Objective:
Set the stretch of entries from the very start through the line containing "<point>325,127</point>" into a numbered list, omitting blank lines and including nothing beyond that line.

Entries from a dataset:
#####

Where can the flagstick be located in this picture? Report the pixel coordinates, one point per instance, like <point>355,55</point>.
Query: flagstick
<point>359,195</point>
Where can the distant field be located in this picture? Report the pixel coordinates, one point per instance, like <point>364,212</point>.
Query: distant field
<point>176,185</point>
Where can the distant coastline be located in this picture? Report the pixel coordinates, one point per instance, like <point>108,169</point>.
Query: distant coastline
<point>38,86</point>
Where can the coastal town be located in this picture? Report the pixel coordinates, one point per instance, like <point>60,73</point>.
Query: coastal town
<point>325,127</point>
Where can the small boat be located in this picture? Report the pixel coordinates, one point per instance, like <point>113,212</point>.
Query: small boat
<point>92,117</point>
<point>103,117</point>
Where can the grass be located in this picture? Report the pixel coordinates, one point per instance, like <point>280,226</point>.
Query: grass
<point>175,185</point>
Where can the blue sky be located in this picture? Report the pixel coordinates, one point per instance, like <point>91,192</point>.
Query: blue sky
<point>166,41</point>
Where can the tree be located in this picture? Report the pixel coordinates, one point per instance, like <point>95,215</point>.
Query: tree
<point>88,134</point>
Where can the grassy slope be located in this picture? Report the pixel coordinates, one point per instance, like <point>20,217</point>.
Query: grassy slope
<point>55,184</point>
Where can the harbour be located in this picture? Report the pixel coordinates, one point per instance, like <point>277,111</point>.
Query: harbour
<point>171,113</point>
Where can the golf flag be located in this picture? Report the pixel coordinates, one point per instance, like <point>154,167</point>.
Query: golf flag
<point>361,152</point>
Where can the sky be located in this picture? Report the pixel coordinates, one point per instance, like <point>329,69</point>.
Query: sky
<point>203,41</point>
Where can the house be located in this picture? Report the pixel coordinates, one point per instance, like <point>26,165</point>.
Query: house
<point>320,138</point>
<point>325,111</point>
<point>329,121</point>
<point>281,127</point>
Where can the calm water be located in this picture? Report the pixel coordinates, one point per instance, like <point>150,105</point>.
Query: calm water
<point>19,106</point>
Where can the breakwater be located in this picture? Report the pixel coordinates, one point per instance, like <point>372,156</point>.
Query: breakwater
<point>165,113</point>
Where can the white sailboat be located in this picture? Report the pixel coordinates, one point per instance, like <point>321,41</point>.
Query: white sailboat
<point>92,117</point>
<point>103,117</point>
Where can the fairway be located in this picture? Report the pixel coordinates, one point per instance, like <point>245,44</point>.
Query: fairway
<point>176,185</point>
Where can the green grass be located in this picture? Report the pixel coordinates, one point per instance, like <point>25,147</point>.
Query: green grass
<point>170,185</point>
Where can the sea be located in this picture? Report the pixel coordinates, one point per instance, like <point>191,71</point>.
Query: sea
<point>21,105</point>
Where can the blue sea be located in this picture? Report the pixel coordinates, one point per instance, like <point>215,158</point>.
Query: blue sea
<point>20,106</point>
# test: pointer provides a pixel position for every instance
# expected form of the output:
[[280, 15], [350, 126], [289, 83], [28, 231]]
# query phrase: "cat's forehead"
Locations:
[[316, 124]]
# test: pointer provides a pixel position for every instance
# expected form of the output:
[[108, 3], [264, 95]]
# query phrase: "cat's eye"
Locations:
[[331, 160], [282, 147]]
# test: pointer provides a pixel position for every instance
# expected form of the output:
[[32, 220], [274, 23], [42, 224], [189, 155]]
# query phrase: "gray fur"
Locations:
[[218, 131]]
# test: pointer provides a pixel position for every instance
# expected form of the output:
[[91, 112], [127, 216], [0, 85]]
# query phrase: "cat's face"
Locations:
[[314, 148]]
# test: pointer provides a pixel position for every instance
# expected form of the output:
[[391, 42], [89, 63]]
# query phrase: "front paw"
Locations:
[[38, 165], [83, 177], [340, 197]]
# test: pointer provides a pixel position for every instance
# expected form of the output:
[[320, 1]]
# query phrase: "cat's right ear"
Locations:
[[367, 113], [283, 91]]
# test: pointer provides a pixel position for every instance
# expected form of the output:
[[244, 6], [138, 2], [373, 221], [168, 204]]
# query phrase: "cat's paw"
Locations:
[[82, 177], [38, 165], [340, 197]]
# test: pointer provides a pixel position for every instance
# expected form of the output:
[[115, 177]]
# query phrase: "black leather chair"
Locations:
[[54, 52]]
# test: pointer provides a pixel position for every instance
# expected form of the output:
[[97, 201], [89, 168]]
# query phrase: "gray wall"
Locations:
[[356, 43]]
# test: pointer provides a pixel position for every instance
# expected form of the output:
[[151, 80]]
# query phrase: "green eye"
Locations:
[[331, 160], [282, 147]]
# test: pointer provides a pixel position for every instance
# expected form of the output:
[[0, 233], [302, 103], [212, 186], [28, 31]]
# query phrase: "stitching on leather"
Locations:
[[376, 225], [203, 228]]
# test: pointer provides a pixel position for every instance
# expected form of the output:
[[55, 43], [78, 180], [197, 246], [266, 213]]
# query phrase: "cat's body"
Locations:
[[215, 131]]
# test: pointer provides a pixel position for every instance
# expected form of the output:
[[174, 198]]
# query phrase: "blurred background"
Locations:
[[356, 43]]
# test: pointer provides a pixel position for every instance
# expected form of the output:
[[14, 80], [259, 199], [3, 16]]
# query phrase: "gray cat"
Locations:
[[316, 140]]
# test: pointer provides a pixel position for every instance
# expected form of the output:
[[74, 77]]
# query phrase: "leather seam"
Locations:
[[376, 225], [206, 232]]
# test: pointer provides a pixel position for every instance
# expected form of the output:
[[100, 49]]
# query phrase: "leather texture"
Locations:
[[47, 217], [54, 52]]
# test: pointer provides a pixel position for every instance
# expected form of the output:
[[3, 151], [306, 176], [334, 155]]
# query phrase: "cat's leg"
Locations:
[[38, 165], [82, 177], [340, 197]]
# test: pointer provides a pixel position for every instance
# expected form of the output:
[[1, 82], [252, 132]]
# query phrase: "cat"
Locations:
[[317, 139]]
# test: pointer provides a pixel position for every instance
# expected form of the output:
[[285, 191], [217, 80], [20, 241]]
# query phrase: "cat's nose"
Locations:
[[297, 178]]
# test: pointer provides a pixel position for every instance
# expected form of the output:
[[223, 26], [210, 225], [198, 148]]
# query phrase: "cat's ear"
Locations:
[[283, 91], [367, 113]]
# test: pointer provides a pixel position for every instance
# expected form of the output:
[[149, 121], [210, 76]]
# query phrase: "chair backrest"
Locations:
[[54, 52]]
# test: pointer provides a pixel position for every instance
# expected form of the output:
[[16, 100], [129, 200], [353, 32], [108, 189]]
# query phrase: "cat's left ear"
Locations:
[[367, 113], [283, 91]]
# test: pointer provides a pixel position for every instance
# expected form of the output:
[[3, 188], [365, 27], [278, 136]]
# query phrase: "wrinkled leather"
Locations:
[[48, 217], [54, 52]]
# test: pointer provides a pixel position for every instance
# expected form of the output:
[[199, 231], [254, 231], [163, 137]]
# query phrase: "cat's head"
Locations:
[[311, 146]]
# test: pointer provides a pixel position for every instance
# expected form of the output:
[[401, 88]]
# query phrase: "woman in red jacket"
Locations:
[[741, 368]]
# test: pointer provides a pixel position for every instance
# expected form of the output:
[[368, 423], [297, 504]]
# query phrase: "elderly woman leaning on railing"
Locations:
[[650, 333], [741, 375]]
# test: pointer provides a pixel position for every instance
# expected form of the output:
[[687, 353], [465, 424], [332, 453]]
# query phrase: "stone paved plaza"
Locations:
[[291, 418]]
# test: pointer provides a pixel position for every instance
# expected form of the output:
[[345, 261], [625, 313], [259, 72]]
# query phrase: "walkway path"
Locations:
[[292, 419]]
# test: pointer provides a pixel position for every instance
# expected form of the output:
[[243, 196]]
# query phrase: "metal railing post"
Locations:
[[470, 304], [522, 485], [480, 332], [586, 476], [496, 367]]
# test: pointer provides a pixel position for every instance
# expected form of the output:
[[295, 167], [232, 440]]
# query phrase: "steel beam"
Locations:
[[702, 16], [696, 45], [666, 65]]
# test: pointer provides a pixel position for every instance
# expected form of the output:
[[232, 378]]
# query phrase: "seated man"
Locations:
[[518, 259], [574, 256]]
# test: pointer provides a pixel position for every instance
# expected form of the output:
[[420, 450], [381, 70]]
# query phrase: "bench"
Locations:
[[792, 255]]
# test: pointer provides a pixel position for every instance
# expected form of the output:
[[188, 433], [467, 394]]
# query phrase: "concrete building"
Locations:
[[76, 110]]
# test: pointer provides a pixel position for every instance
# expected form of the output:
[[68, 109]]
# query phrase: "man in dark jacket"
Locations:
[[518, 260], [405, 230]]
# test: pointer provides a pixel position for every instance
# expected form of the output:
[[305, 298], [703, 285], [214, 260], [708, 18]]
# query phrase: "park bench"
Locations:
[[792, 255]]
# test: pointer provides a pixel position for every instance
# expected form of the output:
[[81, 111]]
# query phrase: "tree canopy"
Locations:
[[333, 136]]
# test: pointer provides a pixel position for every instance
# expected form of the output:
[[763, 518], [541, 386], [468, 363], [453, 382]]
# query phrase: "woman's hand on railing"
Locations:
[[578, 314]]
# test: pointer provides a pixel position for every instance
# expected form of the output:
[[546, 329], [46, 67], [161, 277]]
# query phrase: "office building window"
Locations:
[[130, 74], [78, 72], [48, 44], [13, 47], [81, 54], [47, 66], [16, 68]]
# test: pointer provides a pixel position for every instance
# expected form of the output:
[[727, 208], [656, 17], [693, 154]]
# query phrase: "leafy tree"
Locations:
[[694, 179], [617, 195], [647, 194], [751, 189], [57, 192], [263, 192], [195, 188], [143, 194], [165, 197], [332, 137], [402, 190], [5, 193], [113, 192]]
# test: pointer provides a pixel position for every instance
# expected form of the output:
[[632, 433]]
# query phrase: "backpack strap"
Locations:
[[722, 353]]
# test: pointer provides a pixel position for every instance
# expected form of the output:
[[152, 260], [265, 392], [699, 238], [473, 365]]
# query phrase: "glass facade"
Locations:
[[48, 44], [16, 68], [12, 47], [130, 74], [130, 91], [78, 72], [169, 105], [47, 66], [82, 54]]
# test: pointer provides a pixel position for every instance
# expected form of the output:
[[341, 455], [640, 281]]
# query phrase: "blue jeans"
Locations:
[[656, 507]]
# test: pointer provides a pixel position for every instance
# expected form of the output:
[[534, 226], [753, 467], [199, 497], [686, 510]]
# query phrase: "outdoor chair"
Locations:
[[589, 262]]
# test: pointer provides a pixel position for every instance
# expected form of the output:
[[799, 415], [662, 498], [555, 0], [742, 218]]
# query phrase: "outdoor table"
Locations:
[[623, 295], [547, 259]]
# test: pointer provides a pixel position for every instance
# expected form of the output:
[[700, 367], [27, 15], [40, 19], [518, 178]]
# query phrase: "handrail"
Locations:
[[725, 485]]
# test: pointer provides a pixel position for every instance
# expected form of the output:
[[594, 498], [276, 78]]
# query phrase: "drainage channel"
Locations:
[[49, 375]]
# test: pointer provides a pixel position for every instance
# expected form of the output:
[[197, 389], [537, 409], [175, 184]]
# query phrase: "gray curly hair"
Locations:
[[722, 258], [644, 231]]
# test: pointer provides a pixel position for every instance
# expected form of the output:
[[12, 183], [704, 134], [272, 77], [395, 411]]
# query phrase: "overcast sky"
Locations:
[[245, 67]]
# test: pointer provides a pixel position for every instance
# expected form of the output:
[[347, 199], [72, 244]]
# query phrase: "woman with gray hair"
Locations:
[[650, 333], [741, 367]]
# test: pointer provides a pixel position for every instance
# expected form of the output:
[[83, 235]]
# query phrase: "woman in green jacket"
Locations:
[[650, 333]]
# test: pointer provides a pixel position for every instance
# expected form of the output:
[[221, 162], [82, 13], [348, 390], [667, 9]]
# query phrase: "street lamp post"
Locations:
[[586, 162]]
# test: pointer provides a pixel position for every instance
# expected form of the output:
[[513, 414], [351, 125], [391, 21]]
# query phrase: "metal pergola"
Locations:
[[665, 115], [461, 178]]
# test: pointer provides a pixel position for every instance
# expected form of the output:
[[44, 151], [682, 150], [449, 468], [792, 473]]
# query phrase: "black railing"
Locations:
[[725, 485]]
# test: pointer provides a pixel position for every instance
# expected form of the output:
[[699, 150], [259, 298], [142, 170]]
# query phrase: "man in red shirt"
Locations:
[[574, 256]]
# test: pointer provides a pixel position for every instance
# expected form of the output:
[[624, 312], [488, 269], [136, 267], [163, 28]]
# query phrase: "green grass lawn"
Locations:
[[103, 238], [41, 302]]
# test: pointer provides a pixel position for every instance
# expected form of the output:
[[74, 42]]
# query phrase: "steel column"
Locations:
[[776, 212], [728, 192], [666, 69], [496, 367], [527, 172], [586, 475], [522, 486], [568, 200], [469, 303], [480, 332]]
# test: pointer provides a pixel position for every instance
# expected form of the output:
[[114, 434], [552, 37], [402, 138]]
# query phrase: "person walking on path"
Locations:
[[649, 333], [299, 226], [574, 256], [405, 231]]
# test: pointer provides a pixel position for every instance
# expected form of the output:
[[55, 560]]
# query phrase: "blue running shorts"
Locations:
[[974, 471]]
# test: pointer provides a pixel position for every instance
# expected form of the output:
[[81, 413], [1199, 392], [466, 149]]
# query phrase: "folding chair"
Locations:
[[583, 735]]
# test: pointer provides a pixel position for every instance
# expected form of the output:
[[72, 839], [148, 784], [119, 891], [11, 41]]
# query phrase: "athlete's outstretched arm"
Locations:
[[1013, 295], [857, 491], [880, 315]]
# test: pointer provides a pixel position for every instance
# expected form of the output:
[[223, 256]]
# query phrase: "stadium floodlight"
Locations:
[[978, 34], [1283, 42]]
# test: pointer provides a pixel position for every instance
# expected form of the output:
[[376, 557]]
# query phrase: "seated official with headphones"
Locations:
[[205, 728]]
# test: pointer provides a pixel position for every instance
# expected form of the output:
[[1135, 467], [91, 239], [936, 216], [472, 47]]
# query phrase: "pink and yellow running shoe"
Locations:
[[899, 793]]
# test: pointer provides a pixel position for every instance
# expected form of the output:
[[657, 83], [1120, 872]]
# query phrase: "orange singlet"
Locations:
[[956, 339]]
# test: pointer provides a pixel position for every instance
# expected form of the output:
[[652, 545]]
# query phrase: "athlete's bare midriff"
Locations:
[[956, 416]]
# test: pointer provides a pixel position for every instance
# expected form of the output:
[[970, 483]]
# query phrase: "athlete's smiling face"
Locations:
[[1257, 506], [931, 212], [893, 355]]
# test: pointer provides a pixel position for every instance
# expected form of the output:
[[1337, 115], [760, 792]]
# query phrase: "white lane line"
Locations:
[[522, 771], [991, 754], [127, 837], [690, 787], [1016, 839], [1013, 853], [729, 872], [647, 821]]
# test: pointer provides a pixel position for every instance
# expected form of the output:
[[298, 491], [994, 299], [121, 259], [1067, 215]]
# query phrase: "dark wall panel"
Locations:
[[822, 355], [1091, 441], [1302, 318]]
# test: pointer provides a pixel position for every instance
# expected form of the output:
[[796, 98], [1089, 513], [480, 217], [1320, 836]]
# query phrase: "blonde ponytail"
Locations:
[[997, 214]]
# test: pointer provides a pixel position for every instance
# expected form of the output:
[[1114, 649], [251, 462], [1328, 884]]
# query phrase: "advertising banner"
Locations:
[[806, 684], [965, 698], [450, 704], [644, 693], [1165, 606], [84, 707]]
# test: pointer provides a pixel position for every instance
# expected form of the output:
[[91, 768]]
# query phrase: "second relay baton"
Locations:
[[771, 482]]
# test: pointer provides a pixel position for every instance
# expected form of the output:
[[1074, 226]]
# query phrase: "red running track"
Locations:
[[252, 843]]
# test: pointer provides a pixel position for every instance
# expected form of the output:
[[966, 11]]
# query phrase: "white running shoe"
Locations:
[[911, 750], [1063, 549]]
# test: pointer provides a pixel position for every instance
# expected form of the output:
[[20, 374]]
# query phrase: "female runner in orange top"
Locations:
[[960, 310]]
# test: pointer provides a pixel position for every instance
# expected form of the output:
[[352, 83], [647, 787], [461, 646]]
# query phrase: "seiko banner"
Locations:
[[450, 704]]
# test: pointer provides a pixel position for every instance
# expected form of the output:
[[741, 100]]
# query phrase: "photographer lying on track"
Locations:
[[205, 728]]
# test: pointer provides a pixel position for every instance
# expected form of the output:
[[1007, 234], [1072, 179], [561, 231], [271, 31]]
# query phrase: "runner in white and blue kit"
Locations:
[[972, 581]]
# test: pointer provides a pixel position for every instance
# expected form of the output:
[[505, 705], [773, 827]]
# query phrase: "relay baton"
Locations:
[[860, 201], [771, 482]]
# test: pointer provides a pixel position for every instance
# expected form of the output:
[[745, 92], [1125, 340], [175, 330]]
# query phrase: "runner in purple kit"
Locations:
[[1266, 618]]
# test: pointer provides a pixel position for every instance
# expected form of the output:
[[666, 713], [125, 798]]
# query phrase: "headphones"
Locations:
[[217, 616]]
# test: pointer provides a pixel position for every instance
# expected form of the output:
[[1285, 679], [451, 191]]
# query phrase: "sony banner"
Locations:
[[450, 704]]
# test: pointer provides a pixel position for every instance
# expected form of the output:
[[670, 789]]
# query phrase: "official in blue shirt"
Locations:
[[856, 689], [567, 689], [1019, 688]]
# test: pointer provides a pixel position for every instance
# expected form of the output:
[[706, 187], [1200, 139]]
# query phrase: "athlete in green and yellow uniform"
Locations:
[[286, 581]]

#####

Solution:
1. Where can the flagstick be located in this picture? Report the pixel coordinates, one point per instance, like <point>355,55</point>.
2. Query: flagstick
3. <point>359,195</point>
4. Where can the distant field be located in this picture? Report the pixel coordinates, one point per instance, like <point>364,212</point>.
5. Query: distant field
6. <point>176,185</point>
7. Where can the distant coastline be located in this picture? Report the pixel coordinates, one point per instance, like <point>108,169</point>.
8. Query: distant coastline
9. <point>38,86</point>
10. Where can the coastal town be located in this picture? Report the pixel coordinates, one point per instance, like <point>60,73</point>.
11. Query: coastal town
12. <point>325,127</point>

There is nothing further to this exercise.